下の読解文のうち、「ルカ・ヴェジェッティさんはイ」と「上で今回の制作に臨んでいる。」の間を、両端の語句も含めて一字も変えずに書き写すこと。

- _読解文_
....
能楽小鼓方大倉流十六世宗家。大倉流十五世宗家大倉長十郎の次男として生まれる。6 歳にて初舞台。1987 年大阪文化祭奨励賞、1991 年大阪市咲くやこの花賞、2015年第37回観世寿夫記念法政大学能楽賞受賞等、数多く受賞。重要無形文化財総合認定保持者。


演出家;ルカ・ヴェジェッティさんにインタビュー
イタリア人演出家が能に見出したもの

ルカ・ヴェジェッティさんはイタリア人でニューヨーク在住。バレエ・ダンサーとして活躍後、世界のダンス・カンパニーや劇場から演出・振付の依頼を受け活躍している。日本での活躍も多く、細川俊夫の代表作となったオペラ《班女》日本初演(2009年/東京)、モノドラマ《大鴉》アメリカ初演(2014年/ニューヨーク)、《リアの物語》能舞台での再演(2015年/広島)の演出を手がけ、非常に高い評価を得た。能舞台での作品制作は二度目となる。演出を依頼され、準備のため2015年と2016年の二度にわたり日本滞在を体験、さらなる能への理解を深め、その上で今回の制作に臨んでいる。
....
- _データ一覧_
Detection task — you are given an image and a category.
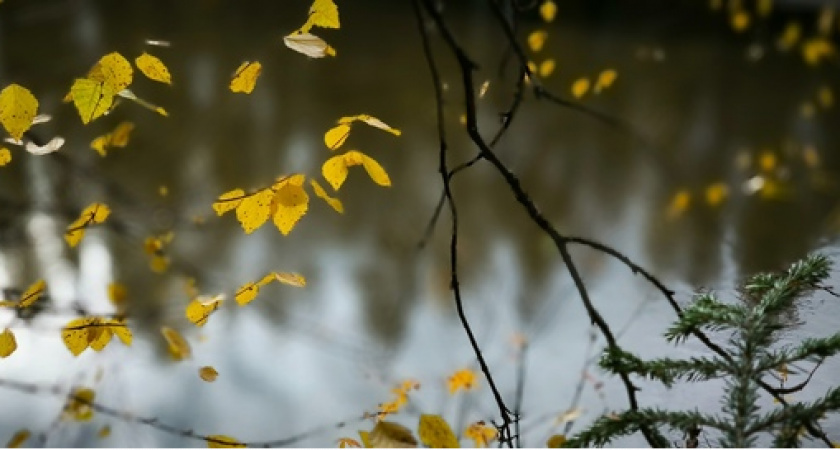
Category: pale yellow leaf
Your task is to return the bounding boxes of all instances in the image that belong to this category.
[134,52,172,84]
[0,84,38,140]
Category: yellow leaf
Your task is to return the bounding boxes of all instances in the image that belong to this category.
[417,414,461,448]
[18,280,47,308]
[230,61,262,94]
[593,69,618,94]
[0,147,12,167]
[207,434,245,448]
[540,0,557,22]
[62,388,96,422]
[545,434,566,448]
[528,30,548,52]
[160,327,192,361]
[198,366,219,383]
[368,421,417,448]
[283,31,336,58]
[540,58,557,78]
[134,52,172,84]
[213,189,245,216]
[300,0,341,33]
[233,283,260,306]
[185,295,222,327]
[271,272,306,287]
[572,78,589,98]
[0,84,38,140]
[70,78,115,124]
[271,174,309,236]
[6,428,32,448]
[236,188,274,234]
[446,369,477,395]
[0,328,17,358]
[464,421,497,448]
[309,178,344,214]
[324,124,350,150]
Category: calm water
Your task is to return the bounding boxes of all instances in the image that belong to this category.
[0,0,840,446]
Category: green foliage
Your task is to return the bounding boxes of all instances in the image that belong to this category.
[565,254,840,447]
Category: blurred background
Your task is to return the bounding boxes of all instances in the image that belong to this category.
[0,0,840,447]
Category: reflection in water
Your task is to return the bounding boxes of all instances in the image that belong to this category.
[0,0,838,445]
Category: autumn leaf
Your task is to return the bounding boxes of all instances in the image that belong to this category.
[18,280,47,308]
[309,178,344,214]
[230,61,262,94]
[283,31,337,58]
[198,366,219,383]
[0,328,17,358]
[134,52,172,84]
[207,434,245,448]
[0,84,38,140]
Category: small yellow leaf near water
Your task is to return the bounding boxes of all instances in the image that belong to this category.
[134,52,172,84]
[61,388,96,422]
[160,326,192,361]
[324,124,350,150]
[6,428,32,448]
[230,61,262,94]
[446,369,478,395]
[706,182,729,207]
[528,30,548,52]
[0,328,17,358]
[417,414,461,448]
[0,83,38,140]
[545,434,566,448]
[309,178,344,214]
[667,189,691,219]
[0,147,12,167]
[283,31,336,58]
[271,174,309,236]
[236,188,274,234]
[368,421,417,448]
[572,78,589,98]
[198,366,219,383]
[207,434,245,448]
[540,0,557,22]
[233,283,260,306]
[18,280,47,308]
[593,69,618,94]
[464,421,498,448]
[539,58,557,78]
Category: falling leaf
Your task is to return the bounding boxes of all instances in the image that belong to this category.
[417,414,461,448]
[64,203,111,247]
[160,326,192,361]
[324,124,350,150]
[61,388,96,422]
[6,428,32,448]
[230,61,262,94]
[540,0,557,22]
[572,78,589,98]
[368,421,417,448]
[593,69,618,94]
[464,421,497,448]
[0,328,17,358]
[528,30,548,52]
[198,366,219,383]
[0,84,38,140]
[271,173,309,236]
[0,147,12,167]
[18,280,47,308]
[207,434,245,448]
[283,31,337,58]
[309,178,344,214]
[134,52,172,84]
[446,369,477,395]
....
- _演習の結果_
ルカ・ヴェジェッティさんはイタリア人でニューヨーク在住。バレエ・ダンサーとして活躍後、世界のダンス・カンパニーや劇場から演出・振付の依頼を受け活躍している。日本での活躍も多く、細川俊夫の代表作となったオペラ《班女》日本初演(2009年/東京)、モノドラマ《大鴉》アメリカ初演(2014年/ニューヨーク)、《リアの物語》能舞台での再演(2015年/広島)の演出を手がけ、非常に高い評価を得た。能舞台での作品制作は二度目となる。演出を依頼され、準備のため2015年と2016年の二度にわたり日本滞在を体験、さらなる能への理解を深め、その上で今回の制作に臨んでいる。